- **DATENAUSZUG**
• • • •

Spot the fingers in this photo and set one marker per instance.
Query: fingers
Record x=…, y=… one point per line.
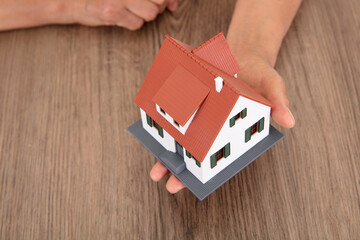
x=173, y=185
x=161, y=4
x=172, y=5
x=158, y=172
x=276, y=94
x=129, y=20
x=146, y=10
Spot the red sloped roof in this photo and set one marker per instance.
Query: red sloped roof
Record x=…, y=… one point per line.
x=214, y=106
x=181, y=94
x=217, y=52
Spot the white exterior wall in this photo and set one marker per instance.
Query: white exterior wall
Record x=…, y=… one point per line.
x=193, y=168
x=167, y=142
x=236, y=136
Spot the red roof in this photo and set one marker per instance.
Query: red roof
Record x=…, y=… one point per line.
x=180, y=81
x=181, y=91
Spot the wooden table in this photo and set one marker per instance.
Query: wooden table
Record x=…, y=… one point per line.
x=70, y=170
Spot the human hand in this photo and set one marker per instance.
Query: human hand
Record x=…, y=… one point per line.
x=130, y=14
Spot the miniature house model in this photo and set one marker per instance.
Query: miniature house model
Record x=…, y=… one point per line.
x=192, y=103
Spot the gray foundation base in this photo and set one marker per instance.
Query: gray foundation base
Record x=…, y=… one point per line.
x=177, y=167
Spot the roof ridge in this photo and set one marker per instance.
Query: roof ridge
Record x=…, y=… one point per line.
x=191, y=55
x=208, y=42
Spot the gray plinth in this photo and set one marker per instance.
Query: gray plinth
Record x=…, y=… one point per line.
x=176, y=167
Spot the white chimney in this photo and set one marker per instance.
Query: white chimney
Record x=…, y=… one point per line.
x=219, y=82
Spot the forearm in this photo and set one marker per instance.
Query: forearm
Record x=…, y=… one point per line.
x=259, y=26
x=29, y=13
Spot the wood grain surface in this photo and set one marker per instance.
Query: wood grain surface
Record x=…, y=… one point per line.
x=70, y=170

• • • •

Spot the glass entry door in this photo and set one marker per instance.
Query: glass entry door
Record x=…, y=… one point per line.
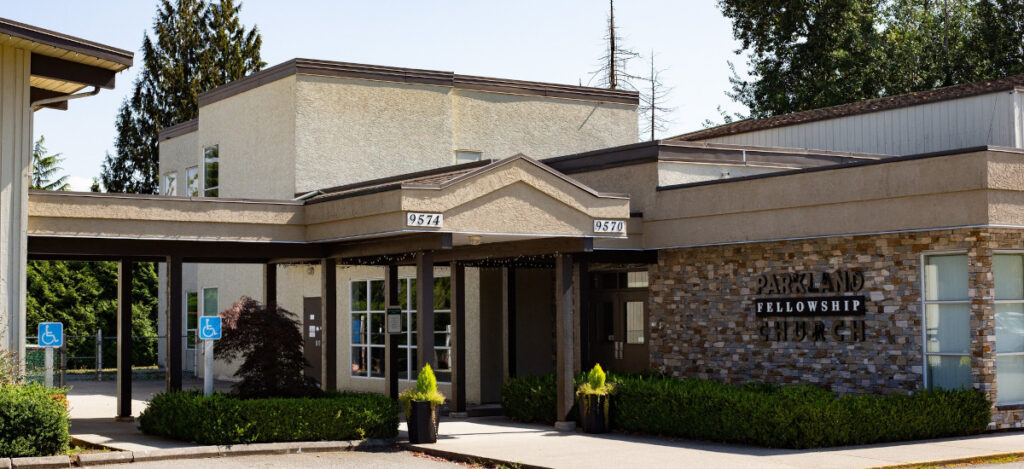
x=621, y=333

• • • •

Wie viele Zeilen enthalten die Zeichenfolge „house“, wenn Groß- und Kleinschreibung beachtet wird? Gib nur die Zahl an.

- **ERGEBNIS**
2